== Given instruction ==
Count the lines of the listing that contain the word "shower" and give only that number.

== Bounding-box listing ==
------------------------------------------------------------------------

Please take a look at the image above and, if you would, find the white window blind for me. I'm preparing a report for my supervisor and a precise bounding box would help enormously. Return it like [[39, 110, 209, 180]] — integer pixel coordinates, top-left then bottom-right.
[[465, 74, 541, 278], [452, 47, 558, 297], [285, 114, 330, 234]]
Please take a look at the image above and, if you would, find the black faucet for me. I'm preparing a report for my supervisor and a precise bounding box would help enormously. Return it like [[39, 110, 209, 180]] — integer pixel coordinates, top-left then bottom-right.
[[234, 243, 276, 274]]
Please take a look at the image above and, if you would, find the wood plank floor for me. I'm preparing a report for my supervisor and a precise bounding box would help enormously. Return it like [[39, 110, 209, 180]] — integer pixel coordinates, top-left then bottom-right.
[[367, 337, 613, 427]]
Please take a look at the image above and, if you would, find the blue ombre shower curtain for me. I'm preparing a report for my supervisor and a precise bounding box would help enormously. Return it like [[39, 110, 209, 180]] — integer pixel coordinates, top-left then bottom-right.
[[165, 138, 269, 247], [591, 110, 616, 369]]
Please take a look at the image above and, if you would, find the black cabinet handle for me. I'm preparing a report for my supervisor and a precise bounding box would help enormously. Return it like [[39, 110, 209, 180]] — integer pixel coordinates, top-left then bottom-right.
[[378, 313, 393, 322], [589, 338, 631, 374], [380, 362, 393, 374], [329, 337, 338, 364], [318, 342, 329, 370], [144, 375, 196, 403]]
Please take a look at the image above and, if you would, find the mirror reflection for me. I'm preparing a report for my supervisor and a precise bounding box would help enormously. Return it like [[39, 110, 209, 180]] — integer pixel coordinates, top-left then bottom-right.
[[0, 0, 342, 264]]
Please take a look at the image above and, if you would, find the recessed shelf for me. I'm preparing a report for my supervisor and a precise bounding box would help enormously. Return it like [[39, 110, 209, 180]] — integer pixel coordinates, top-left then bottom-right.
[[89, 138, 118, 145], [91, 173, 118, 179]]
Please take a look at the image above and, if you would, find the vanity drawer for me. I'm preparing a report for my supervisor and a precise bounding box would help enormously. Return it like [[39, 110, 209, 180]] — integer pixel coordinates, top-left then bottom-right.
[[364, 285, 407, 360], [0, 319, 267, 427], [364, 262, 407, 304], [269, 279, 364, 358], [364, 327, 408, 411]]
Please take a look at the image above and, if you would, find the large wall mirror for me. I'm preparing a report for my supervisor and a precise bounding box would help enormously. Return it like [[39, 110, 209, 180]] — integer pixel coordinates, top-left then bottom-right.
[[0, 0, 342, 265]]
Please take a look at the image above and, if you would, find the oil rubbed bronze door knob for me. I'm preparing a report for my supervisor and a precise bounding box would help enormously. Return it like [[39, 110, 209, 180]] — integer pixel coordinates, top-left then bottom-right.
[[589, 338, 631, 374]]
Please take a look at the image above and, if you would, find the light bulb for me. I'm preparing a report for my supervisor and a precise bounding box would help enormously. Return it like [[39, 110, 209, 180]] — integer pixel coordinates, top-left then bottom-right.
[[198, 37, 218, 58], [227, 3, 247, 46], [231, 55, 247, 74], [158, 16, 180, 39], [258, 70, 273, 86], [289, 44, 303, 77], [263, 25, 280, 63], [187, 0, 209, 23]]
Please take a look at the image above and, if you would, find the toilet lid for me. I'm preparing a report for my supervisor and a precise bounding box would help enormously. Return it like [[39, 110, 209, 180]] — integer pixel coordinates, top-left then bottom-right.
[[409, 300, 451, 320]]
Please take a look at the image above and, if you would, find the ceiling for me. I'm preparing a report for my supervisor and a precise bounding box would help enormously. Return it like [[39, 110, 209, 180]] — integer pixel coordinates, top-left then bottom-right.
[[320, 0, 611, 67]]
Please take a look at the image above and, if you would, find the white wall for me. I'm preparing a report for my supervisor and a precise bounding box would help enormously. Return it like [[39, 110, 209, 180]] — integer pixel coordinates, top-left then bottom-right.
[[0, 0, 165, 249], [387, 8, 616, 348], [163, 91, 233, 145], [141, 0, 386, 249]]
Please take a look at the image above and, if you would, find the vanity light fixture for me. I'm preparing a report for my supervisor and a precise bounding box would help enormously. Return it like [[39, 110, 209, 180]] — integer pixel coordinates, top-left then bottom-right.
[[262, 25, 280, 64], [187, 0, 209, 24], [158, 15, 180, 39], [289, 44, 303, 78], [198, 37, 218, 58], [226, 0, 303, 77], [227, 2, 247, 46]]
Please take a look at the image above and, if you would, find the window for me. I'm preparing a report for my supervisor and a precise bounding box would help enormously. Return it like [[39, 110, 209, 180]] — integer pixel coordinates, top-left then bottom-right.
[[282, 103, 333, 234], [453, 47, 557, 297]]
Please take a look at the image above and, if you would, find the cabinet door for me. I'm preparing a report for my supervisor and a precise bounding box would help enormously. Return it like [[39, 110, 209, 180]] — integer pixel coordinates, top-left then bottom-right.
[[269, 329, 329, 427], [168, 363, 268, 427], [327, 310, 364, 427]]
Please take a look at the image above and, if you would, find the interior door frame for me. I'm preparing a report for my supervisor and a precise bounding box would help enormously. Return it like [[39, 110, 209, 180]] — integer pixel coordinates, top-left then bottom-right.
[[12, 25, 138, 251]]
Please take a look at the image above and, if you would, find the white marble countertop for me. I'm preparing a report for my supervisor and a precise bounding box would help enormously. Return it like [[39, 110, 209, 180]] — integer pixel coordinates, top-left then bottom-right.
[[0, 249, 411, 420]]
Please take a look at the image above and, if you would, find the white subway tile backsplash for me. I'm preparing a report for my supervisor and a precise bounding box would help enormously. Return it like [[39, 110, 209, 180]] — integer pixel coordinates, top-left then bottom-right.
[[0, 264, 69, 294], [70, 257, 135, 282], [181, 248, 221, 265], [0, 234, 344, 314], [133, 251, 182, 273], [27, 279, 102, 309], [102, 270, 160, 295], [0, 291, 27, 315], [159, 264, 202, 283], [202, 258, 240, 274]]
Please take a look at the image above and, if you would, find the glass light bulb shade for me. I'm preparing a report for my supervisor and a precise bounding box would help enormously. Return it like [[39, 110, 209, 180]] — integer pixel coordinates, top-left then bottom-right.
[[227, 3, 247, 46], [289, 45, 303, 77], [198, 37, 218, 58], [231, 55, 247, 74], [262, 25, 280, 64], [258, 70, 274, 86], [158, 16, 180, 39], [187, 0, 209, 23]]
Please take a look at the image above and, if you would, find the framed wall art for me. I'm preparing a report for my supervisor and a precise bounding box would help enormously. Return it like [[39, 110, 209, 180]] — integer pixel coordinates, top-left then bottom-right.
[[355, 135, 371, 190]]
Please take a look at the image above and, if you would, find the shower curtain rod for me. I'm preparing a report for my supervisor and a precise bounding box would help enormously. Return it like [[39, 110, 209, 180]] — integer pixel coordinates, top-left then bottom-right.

------------------------------------------------------------------------

== Correct response ==
2